**MATERIAL FOR THIS TASK:**
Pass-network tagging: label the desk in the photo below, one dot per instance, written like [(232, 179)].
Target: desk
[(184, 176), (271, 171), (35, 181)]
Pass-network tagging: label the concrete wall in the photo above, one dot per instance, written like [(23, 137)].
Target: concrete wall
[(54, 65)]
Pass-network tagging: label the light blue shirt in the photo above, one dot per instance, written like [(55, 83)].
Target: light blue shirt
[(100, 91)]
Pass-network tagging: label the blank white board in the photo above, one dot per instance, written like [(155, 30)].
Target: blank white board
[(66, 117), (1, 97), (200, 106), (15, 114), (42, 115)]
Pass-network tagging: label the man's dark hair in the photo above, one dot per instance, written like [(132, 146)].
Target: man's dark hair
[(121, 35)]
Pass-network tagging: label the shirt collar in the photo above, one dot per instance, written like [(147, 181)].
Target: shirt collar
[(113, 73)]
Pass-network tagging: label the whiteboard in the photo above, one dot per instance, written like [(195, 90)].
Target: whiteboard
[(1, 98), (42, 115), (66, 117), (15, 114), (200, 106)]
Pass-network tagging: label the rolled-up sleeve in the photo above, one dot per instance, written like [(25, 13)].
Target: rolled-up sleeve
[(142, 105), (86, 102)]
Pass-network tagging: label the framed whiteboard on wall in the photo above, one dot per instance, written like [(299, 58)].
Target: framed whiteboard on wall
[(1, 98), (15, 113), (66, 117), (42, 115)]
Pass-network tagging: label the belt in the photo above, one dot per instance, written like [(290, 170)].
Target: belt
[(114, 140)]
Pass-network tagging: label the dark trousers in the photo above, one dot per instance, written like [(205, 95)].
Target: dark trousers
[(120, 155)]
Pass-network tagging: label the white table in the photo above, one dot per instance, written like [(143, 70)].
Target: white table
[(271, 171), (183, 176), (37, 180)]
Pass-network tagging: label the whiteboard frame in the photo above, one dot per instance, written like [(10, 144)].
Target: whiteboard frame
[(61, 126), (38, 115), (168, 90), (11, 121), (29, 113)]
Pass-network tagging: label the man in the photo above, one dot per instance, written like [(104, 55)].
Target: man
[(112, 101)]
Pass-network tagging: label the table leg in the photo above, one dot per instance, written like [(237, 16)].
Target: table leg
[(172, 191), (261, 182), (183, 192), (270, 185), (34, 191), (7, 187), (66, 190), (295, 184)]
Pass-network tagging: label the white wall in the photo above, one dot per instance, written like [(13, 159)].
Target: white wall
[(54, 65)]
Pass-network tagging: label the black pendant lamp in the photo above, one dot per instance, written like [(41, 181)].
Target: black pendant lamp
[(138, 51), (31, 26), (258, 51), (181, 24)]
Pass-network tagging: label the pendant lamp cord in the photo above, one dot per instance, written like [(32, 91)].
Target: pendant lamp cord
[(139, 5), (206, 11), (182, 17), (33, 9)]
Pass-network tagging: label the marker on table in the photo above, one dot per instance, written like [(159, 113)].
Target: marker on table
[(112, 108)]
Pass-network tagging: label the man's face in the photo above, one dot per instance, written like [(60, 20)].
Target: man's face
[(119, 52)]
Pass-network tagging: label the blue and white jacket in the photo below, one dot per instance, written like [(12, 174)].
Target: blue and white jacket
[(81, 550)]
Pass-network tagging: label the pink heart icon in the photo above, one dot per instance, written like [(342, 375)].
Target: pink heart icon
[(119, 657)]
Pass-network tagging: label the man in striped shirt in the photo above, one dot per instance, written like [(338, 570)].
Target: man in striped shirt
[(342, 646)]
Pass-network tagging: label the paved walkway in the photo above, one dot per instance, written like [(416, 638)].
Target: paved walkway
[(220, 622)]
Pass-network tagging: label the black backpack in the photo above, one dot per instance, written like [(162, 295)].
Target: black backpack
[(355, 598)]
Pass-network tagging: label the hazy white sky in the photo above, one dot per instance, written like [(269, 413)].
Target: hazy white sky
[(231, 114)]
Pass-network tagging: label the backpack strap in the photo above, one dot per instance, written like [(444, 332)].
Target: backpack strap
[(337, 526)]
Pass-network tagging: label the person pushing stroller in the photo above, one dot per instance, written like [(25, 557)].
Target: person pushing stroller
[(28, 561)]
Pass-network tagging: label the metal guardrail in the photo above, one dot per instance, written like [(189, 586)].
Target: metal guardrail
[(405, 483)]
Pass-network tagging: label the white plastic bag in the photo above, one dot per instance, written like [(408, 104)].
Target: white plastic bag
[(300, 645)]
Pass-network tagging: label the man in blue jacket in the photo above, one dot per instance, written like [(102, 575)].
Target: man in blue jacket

**GIVEN INSTRUCTION:** Copy every row above word for word, keeping the same order.

**THE SOLUTION:**
Pass-network tagging: label the desk in the photo below, one dot per instance, written like [(232, 179)].
Target: desk
[(184, 176), (271, 171), (35, 181)]
Pass-network tagging: label the concrete wall in the photo above, one dot per instance, written like [(23, 137)].
Target: concrete wall
[(54, 65)]
Pass-network tagging: label the light blue shirt in the photo above, one dot per instance, written like [(55, 83)].
Target: light blue shirt
[(100, 91)]
Pass-network tagging: label the blank white board in the photo above, one dot per instance, written like [(155, 30)].
Target: blank white board
[(66, 117), (1, 97), (200, 106), (15, 114), (42, 115)]
Pass-network tagging: label the man's dark hair in the photo above, one dot per instance, written like [(132, 146)].
Target: man's dark hair
[(121, 35)]
Pass-network tagging: label the shirt collar in the photo above, one dot per instance, written like [(147, 181)].
Target: shirt collar
[(113, 73)]
Pass-network tagging: label the whiteboard in the photo above, one dot per instance, written like [(195, 90)].
Target: whiteboard
[(1, 98), (42, 115), (66, 117), (15, 114), (200, 106)]
Pass-network tagging: label the rolled-up sleeve in the photo above, one dot per instance, written like [(25, 13)].
Target: rolled-up sleeve
[(142, 105), (86, 102)]
Pass-network tagging: label the framed whiteboard on wall in the photo above, one dot per instance, written like [(299, 58)].
Target: framed whiteboard on wall
[(1, 98), (15, 113), (66, 117), (42, 115)]
Pass-network tagging: label the belt in the photo above, one dot per instance, written like [(290, 170)].
Target: belt
[(114, 140)]
Pass-network tagging: label the dark trousers in the photo above, one dot per instance, written like [(205, 95)].
Target: dark trousers
[(120, 155)]
Pass-network tagging: label the white table in the photo above, one dot per instance, written like [(143, 70)].
Target: white table
[(271, 171), (183, 176), (37, 180)]
Pass-network tagging: label the whiteboard frame in the photo above, one dot per instance, written like [(10, 144)].
Target: whiteboard frame
[(61, 126), (38, 115), (168, 90), (11, 121), (29, 113)]
Pass-network tagging: label the man in the photo above, one dot per instance, written like [(104, 55)].
Target: man
[(112, 101)]
Pass-network tagging: label the table leg in the photo above, one dot per instance, written like [(237, 16)].
Target: table leg
[(172, 191), (261, 182), (183, 192), (270, 185), (34, 191), (7, 187), (66, 190), (295, 184)]
Pass-network tagging: label the white wall in the photo above, one dot per instance, written like [(13, 159)].
Target: white wall
[(54, 65)]
Pass-network tagging: label the black pendant lamp in the photo above, one dot per instance, written like [(41, 181)].
Target: black pendant lamp
[(138, 51), (31, 26), (258, 51), (181, 24)]
Pass-network tagging: label the pendant lamp cord in the photo above, one dot per instance, written like [(32, 91)].
Target: pendant lamp cord
[(139, 5), (206, 11), (182, 17), (33, 9)]
Pass-network tagging: label the marker on table in the photo above, one dot per instance, written like [(159, 113)].
Target: marker on table
[(112, 108)]
Pass-network tagging: label the man's face in the photo above, one dot per instance, written like [(60, 20)].
Target: man's face
[(119, 52)]
Pass-network tagging: label the blue and white jacket in the photo below, one dot per instance, written like [(12, 174)].
Target: blue and white jacket
[(81, 550)]
Pass-network tagging: label the pink heart icon in the photo above, one dot per instance, written like [(342, 375)].
Target: pink heart icon
[(119, 657)]
Pass-network tagging: label the man in striped shirt in the photo above, one dot per instance, written like [(338, 570)].
Target: man in striped shirt
[(342, 646)]
Pass-network tagging: label the paved walkway in the photo above, one dot per instance, written like [(416, 638)].
Target: paved walkway
[(220, 622)]
Pass-network tagging: label the black backpack in the photo above, one dot per instance, written like [(162, 295)].
Target: black backpack
[(355, 598)]
Pass-network tagging: label the hazy white sky in the photo above, one dot per instance, written like [(269, 413)].
Target: hazy white sky
[(231, 114)]
Pass-network tagging: label the backpack strap in the photo above, one dot per instance, written like [(444, 332)].
Target: backpack strap
[(337, 526)]
Pass-network tagging: label the person pushing stroller in the photo above, one dot per instance, written like [(25, 557)].
Target: person pushing stroller
[(28, 561)]
Pass-network tagging: label the metal guardrail in the photo above, one dot per instance, written like [(189, 586)].
Target: metal guardrail
[(405, 483)]
Pass-network tagging: label the white plastic bag in the photo above, one dot per instance, written like [(408, 104)].
Target: white plastic bag
[(300, 645)]
Pass-network tagging: label the man in blue jacket in the photo above, one dot per instance, written like [(102, 575)].
Target: man in blue jacket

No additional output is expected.